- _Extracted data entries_

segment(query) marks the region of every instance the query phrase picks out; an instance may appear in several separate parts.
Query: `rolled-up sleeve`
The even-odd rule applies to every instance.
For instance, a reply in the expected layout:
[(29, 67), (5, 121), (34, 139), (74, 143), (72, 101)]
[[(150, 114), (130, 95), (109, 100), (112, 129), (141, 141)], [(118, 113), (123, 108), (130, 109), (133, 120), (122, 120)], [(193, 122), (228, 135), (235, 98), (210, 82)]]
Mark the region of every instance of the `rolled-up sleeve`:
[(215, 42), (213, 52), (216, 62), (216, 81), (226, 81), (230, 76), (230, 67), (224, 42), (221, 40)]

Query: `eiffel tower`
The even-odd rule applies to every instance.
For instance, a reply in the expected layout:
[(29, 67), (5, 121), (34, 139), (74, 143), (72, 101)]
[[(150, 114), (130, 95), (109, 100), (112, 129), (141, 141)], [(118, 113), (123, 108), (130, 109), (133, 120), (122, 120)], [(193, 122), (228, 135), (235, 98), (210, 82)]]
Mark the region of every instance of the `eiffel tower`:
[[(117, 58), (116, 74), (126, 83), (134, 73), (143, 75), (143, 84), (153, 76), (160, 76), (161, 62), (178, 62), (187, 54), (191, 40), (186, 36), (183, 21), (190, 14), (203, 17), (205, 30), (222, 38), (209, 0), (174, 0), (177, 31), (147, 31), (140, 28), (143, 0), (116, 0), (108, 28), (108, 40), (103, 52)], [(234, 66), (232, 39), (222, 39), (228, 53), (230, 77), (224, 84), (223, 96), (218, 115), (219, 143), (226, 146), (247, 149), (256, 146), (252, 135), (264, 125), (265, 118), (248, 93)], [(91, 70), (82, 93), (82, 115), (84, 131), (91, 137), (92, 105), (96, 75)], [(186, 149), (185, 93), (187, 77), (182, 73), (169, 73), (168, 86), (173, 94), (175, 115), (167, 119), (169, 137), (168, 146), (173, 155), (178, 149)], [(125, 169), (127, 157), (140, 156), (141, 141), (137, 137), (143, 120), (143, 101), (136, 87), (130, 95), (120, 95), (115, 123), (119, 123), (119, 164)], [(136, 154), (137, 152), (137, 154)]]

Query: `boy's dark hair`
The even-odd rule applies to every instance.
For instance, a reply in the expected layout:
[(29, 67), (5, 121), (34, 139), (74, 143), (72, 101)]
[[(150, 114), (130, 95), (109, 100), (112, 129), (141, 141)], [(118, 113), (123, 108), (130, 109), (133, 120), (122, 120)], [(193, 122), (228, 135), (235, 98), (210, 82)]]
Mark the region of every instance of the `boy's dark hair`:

- _Given instruction_
Report each line of the listing above that contains the word "every". Letter case counts.

- _The result_
segment(query) marks the region of every instance the query phrase picks out; an instance may appear in several separate parts.
The even-odd rule applies to every instance.
Mark the region of every instance of the `rolled-up sleeve`:
The even-odd rule applies to every instance.
Mark the region of every instance of the `eiffel tower`:
The even-odd rule applies to every instance.
Mark the region of every instance of the `boy's dark hair`:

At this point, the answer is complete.